## Outline data
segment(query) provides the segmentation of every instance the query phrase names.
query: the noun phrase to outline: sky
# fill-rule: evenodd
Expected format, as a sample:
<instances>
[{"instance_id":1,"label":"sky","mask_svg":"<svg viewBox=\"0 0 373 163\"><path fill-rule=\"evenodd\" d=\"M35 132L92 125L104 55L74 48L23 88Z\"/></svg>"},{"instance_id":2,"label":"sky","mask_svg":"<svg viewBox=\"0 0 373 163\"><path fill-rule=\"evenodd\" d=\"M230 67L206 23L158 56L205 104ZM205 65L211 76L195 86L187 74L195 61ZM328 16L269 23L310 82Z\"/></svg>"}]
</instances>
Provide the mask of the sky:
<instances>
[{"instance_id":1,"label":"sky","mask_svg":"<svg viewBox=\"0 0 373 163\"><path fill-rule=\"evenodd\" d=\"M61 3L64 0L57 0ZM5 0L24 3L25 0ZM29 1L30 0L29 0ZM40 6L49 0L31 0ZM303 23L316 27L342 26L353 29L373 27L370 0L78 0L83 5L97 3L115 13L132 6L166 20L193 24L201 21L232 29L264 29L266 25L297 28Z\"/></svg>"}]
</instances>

## Task objective
Retype every line of the outline data above without any changes.

## Correct answer
segment(query) provides the segmentation of every instance the query phrase names.
query: the noun phrase to outline: sky
# fill-rule: evenodd
Expected format, as a sample:
<instances>
[{"instance_id":1,"label":"sky","mask_svg":"<svg viewBox=\"0 0 373 163\"><path fill-rule=\"evenodd\" d=\"M35 132L92 125L104 55L74 48L23 88Z\"/></svg>"},{"instance_id":2,"label":"sky","mask_svg":"<svg viewBox=\"0 0 373 163\"><path fill-rule=\"evenodd\" d=\"M230 67L206 23L158 56L205 104ZM205 65L211 76L195 86L187 74L195 61ZM328 16L269 23L310 82Z\"/></svg>"}]
</instances>
Provide the mask of the sky:
<instances>
[{"instance_id":1,"label":"sky","mask_svg":"<svg viewBox=\"0 0 373 163\"><path fill-rule=\"evenodd\" d=\"M61 3L64 0L57 0ZM5 0L24 3L25 0ZM29 1L30 0L29 0ZM40 6L49 0L31 0ZM303 23L316 27L342 26L353 29L373 27L370 0L78 0L83 5L97 3L115 13L132 6L166 20L193 24L201 21L232 29L264 29L266 25L297 28Z\"/></svg>"}]
</instances>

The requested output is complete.